PROBLEM TO WORK ON >> In the post below about eating too few calories, reproduce word for word the part that opens with the words containing "I dont have" and closes with "energy to perform.".

EXERCISE PASSAGE >>
○ ○ ○ ○ ○ ○ ○
I dont have any official sources, but here's what i've gathered about the body in a low intake situation:
When you go from eating 2000-4000 calories/day to 500, your body assumes that there is a widespread lack of food available and goes into a form of conservation hibernation, which prevents your body from breaking down the Fat cells to make energy, instead your body will start to cannibalize and start to digest muscle and organs in order to have enough energy to perform.
The key to weight loss is getting the metabolism up so that you are nearly constantly burning calories (eat small meals 5-7 times a day). Once your metabolism is high enough, your body will begin to breakdown the fat when you're not eating in order to maintain its metabolic rate. While you exercise, you build more muscle, which then uses the glucose put into the blood when fat is broken down into energy. The more muscle you have, the more glucose is used, the more your body will break down fat into energy.
However, it appears as though your body has already entered the starvation/conservation/hibernation phase, and you'll need to help wake it up again. To do this, start increasing your caloric intake to a normal rate; dont JUMP from 500 to 4000 calories/day, gradually increase your intake by 500/day until you're at 2000 NET calories/day (net calories is the total number of calories you eat minus the number of calories you burn through exercise: Total-Exercise=Net).
I'm no doctor, but here's what i recommend: Once you have weaned yourself back onto food, and your body has stopped hibernating; Stay at 2000 NET calories/day for 2 weeks, only start exercising again when you get back to 2000 net calories/day, try to even-out your output/intake so its a consistent daily exercise and caloric intake.
If at the end of 2 weeks of no LESS than 1600 Net calories/day, you have not LOST FAT weight you should see a doctor for some blood tests to see if there is something more serious going on.
○ ○ ○ ○ ○ ○ ○
RECORDS SUPPLIED >>
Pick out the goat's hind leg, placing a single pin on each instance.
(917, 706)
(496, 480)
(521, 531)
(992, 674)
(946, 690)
○ ○ ○ ○ ○ ○ ○
RESPONSE BELOW >>
I dont have any official sources, but here's what i've gathered about the body in a low intake situation:
When you go from eating 2000-4000 calories/day to 500, your body assumes that there is a widespread lack of food available and goes into a form of conservation hibernation, which prevents your body from breaking down the Fat cells to make energy, instead your body will start to cannibalize and start to digest muscle and organs in order to have enough energy to perform.